> [EXERCISE OBJECTIVE] Extend the passage about Fr. Watters and the Baltimore schools he founded, picking up right after its final sentence.

Joseph Lombard, chair of the board of The Loyola School, offered a reflection on Fr. Watters’ decision and information on a search committee for his successor.

Fr. Watters opened The Loyola School in 2017 as a preschool, at first called the Loyola Early Learning Center. The school, which does not charge tuition and is supported by private donors, added a kindergarten in 2021 and is continuing to expand by one grade level each year. In 2025, it will reach full enrollment of about 200 boys and girls from Baltimore families in need. It will then comprise three preschool levels, a kindergarten and first through fourth grades.

The school, which accepts students without regard to religious affiliation, is also expanding physically. A $10 million project is underway to create a state-of-the-art elementary school facility from five East Madison Street townhouses across from St. Ignatius Catholic Church in the Mount Vernon area of Baltimore.

Fr. Watters also founded St. Ignatius Loyola Academy in 1993, originally located at St. Ignatius Church and now in Federal Hill. The tuition-free school serves 120 boys from ethnically and religiously diverse low-income families in grades five through eight.

> [DATASET SECTION]
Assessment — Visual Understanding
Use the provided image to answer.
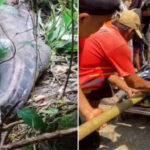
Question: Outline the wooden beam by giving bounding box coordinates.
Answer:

> [OUTPUT]
Fr. Watters then led the creation of Cristo Rey Jesuit High School, which opened in 2007. It enrolls 350 girls and boys in grades 9 through 12 who could not otherwise afford a private high school. Cristo Rey combines a rigorous college preparatory academic program with corporate internships for each student.

Fr. Watters considers the three schools he started as a Jesuit educational ecosystem for Baltimore City.

Fr. Watters is originally from New Jersey and joined the Jesuits in 1952. Since then, he has taught at Loyola Blakefield in Towson; served two stints as pastor of St. Ignatius Church in Baltimore, where he still assists; and served as a top aide to the provincial of what was then the Maryland Province Jesuits. He also, among other assignments, served at Old St. Joseph’s Church in Philadelphia and helped lead the call for a coeducational boarding school in Nigeria, which was then founded by the New York Province and today has more than 800 students.

Fr. Watters will remain president of The Loyola School until a new one is elected and will then serve as president emeritus and as a trustee. He says he will continue to assist in fundraising and other ways needed. He is also a trustee at Cristo Rey and at Loyola Blakefield, as well as a trustee emeritus at St. Ignatius Loyola Academy.